## Problem statement
Copy out the entries word for word, starting at the very first line and stopping after the line that contains "126 138 L 155".

## Records supplied
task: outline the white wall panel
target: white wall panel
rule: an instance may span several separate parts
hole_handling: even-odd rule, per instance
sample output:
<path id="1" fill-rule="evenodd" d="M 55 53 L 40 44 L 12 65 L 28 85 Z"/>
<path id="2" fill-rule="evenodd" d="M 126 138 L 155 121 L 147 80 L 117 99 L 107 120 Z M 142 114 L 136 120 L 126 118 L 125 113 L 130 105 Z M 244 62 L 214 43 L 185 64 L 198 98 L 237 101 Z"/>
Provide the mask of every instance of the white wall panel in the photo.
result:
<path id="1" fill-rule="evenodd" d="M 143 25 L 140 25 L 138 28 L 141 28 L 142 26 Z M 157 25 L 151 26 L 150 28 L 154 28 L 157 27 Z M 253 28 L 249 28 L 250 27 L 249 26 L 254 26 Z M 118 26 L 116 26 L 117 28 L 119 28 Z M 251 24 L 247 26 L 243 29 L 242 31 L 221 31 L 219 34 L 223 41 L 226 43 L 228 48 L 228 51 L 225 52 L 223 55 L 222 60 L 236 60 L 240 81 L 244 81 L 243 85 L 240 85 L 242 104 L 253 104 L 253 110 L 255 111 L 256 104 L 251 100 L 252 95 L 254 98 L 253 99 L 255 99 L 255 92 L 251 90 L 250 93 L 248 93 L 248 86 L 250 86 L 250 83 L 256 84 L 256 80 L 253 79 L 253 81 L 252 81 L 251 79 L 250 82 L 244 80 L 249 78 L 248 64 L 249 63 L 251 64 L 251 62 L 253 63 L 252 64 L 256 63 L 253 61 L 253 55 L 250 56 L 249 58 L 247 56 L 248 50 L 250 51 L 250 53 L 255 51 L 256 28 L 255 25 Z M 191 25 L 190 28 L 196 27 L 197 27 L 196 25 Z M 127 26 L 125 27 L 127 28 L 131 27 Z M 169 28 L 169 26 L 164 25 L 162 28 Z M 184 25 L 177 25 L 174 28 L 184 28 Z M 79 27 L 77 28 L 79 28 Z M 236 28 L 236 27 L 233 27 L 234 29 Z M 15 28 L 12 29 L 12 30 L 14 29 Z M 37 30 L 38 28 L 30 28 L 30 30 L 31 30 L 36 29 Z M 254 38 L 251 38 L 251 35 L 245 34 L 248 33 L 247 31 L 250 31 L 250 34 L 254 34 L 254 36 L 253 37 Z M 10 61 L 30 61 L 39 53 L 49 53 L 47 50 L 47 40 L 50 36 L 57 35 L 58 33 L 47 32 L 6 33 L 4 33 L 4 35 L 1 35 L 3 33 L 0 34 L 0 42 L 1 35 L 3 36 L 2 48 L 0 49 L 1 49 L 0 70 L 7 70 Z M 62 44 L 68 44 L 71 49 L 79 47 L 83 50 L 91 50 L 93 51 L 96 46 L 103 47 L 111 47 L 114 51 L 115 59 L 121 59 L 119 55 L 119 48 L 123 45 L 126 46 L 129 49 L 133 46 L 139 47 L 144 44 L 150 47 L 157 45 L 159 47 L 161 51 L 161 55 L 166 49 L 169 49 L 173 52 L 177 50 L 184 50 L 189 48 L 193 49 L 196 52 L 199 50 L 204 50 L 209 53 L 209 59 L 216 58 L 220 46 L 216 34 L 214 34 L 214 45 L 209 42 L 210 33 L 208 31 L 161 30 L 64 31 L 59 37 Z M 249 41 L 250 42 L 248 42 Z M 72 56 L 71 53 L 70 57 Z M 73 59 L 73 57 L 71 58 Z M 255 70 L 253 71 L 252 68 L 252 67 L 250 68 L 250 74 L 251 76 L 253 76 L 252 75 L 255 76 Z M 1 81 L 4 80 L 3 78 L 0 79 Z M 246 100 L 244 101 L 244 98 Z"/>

## Result below
task: outline the white wall panel
target: white wall panel
rule: an instance may span several separate parts
hole_handling: even-odd rule, per instance
sample output:
<path id="1" fill-rule="evenodd" d="M 55 53 L 40 44 L 12 65 L 28 85 Z"/>
<path id="2" fill-rule="evenodd" d="M 126 138 L 155 121 L 147 80 L 117 99 L 107 120 Z M 142 114 L 136 120 L 126 118 L 125 113 L 130 105 Z M 244 62 L 214 43 L 185 64 L 198 98 L 237 101 Z"/>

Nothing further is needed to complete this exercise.